Puoi riportare tutte le righe qui sotto in un CSV a due colonne, "testo" e "risposta", con una riga per ciascuna, il suo testo e la sua risposta ognuno in un solo campo tra virgolette e gli a capo sostituiti da spazi? Lascia fuori le immagini.

# Dati in ingresso:
┌────────

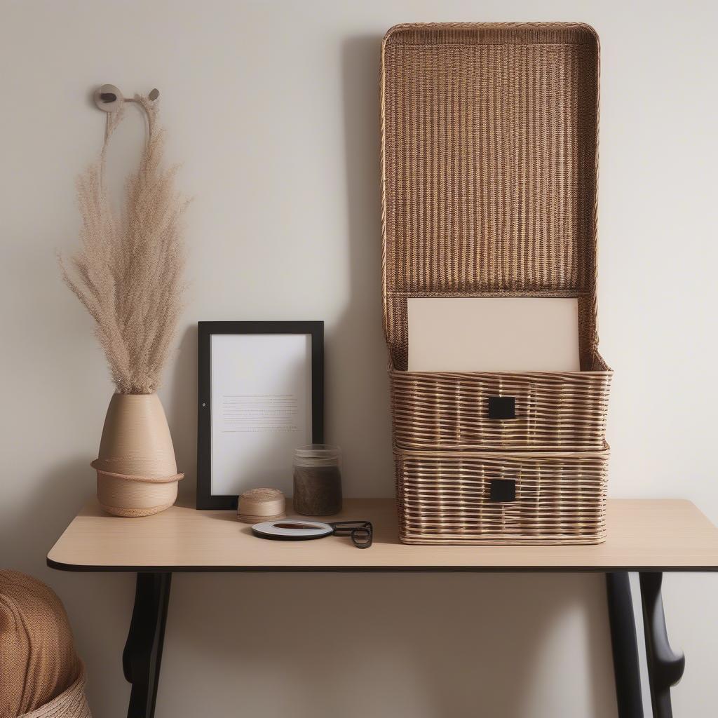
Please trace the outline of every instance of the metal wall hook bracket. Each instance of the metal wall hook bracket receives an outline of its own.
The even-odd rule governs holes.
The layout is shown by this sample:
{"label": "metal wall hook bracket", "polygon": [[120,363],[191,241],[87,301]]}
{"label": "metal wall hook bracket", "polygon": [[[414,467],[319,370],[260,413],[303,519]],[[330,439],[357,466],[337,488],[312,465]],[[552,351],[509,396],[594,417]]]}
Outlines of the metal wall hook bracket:
{"label": "metal wall hook bracket", "polygon": [[[153,102],[159,97],[159,90],[154,88],[147,95]],[[95,90],[95,104],[103,112],[116,112],[125,102],[134,102],[132,98],[126,98],[114,85],[103,85]]]}

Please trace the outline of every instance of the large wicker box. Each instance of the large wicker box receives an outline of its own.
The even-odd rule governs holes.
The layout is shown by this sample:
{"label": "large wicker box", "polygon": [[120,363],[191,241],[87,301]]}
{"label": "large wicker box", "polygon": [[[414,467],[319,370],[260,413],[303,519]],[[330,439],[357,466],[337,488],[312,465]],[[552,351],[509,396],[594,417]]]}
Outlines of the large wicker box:
{"label": "large wicker box", "polygon": [[[384,38],[383,300],[405,541],[605,538],[598,80],[584,24],[398,25]],[[581,370],[408,372],[410,297],[577,297]],[[491,418],[489,399],[507,396],[515,418]],[[471,481],[515,482],[511,505],[469,490],[470,454]]]}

└────────

# Risultato finale:
testo,risposta
"Please trace the outline of every instance of the metal wall hook bracket. Each instance of the metal wall hook bracket receives an outline of its own. The even-odd rule governs holes. The layout is shown by this sample: {""label"": ""metal wall hook bracket"", ""polygon"": [[120,363],[191,241],[87,301]]} {""label"": ""metal wall hook bracket"", ""polygon"": [[[414,467],[319,370],[260,413],[303,519]],[[330,439],[357,466],[337,488],[312,465]],[[552,351],[509,396],[594,417]]]} Outlines of the metal wall hook bracket:","{""label"": ""metal wall hook bracket"", ""polygon"": [[[153,102],[159,97],[159,90],[154,88],[147,95]],[[95,90],[95,104],[103,112],[116,112],[125,102],[134,102],[132,98],[126,98],[114,85],[103,85]]]}"
"Please trace the outline of every instance of the large wicker box. Each instance of the large wicker box receives an outline of its own. The even-odd rule governs holes. The layout is shown by this sample: {""label"": ""large wicker box"", ""polygon"": [[120,363],[191,241],[87,301]]} {""label"": ""large wicker box"", ""polygon"": [[[414,467],[319,370],[260,413],[303,519]],[[330,439],[357,466],[337,488],[312,465]],[[552,351],[509,396],[594,417]]]} Outlines of the large wicker box:","{""label"": ""large wicker box"", ""polygon"": [[[384,38],[383,300],[405,541],[605,538],[598,80],[584,24],[398,25]],[[581,370],[408,372],[410,297],[577,297]],[[491,418],[489,399],[507,396],[515,418]],[[471,481],[515,482],[511,505],[469,490],[470,454]]]}"